Provided text START

Not included: Indians (not really East-Asian but who gives a fuck when we R.U.N. America, bitches)

This list also roughly represents white envy, in pretty much the same order. Korean girls who go 10 years being named 'Youngmi' or something like that, and then decide they want to be 'Courtney Kim' or 'Chelsea Kim' overnight, and actually make it happen, blah blah blah.

I'd put Japs on top of the Koreans, because they have at least 1 or 2 more generations of American in them, and they have branched out into more esoteric professions, and get along well with white people. For example, the Asian guy with the full beard, working at a beer microbrewery, wearing a flannel shirt, overalls, driving the green Chevy Blazer, he is Kurt Tanaka, level threat to whitey: 2/10. Koreans haven't reached that level of white-friendly yet. Korean American female threat level to whitey: ranges from 0-10. Korean American male threat level to whitey: from 5-10/10

There were no Korean bassists in early 90's alternative rock bands from Canada, there were no Korean James Ihas, no Korean Kazuo Ishiguros, no Korean Francis Fukuyamas, no Korean Mr. Miyagis, etc.

Provided text END
Record extracts START

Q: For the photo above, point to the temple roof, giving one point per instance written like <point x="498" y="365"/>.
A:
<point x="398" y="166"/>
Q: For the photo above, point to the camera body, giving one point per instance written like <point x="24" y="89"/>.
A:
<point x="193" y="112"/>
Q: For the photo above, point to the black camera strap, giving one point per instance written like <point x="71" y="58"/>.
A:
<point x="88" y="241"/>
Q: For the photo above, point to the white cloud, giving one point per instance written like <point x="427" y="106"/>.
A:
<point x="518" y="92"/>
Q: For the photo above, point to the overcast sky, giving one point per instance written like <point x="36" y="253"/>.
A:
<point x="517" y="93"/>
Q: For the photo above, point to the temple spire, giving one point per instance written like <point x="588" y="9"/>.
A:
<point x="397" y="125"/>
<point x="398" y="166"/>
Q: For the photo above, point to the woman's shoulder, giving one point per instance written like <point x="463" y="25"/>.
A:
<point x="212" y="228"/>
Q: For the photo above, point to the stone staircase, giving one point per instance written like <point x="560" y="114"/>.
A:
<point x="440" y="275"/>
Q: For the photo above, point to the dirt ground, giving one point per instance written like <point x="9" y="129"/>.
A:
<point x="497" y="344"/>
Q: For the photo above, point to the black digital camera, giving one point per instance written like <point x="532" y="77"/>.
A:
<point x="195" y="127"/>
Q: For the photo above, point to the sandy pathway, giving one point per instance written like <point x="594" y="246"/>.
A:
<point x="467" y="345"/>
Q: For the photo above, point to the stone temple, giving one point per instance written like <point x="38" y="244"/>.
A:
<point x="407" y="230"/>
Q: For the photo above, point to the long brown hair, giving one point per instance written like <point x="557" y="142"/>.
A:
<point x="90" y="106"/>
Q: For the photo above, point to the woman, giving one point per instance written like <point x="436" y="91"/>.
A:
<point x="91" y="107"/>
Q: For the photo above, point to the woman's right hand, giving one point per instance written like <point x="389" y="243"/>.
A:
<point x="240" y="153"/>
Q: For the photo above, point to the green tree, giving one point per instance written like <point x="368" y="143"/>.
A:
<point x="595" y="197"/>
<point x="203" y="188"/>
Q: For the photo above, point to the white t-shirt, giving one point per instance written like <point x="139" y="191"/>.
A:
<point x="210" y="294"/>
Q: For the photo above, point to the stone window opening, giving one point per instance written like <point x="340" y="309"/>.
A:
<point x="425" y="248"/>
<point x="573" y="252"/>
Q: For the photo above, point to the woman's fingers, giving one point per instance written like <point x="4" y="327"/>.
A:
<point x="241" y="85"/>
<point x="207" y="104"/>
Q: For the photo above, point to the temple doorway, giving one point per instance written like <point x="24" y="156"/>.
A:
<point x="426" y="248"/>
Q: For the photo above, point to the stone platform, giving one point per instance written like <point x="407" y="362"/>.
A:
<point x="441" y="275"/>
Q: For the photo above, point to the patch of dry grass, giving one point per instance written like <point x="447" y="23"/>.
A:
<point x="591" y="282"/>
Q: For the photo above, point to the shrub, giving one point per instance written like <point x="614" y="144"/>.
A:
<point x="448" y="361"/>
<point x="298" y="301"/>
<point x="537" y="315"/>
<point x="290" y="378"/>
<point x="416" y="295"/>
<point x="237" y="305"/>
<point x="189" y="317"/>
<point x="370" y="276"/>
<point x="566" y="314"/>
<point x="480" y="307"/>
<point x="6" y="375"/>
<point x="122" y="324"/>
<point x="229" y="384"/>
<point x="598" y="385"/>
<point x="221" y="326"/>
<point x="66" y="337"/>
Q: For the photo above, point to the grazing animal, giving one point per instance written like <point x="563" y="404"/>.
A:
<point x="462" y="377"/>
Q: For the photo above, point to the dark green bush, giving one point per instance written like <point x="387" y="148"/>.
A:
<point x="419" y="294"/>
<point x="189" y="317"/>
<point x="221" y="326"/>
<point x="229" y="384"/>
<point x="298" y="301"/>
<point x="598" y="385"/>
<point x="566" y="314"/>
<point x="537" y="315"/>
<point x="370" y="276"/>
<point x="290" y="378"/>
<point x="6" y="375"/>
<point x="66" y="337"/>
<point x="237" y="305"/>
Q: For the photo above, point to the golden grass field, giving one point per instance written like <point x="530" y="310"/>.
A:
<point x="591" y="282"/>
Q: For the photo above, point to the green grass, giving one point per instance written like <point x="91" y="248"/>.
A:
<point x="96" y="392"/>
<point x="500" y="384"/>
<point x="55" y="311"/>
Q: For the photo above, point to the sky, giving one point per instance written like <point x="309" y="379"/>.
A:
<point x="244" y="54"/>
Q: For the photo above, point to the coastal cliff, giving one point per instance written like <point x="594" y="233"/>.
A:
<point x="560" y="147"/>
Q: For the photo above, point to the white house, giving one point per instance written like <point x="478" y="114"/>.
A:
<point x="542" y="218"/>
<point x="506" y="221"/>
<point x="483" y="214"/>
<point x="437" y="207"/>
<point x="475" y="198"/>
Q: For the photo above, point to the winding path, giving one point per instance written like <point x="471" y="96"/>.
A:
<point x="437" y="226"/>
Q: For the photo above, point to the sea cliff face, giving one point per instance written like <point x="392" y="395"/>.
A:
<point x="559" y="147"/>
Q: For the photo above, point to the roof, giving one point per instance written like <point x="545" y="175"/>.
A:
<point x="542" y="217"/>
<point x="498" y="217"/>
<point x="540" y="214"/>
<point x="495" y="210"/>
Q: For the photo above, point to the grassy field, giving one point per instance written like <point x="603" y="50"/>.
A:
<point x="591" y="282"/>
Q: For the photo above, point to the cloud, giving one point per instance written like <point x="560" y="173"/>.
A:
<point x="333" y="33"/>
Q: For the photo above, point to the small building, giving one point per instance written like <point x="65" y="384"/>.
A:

Record extracts END

* **Task directions**: Can you repeat the provided text word for word, starting at "This list also" and ending at "blah blah blah."? Rely only on the provided text, nothing else.

* **Reply to the task**:
This list also roughly represents white envy, in pretty much the same order. Korean girls who go 10 years being named 'Youngmi' or something like that, and then decide they want to be 'Courtney Kim' or 'Chelsea Kim' overnight, and actually make it happen, blah blah blah.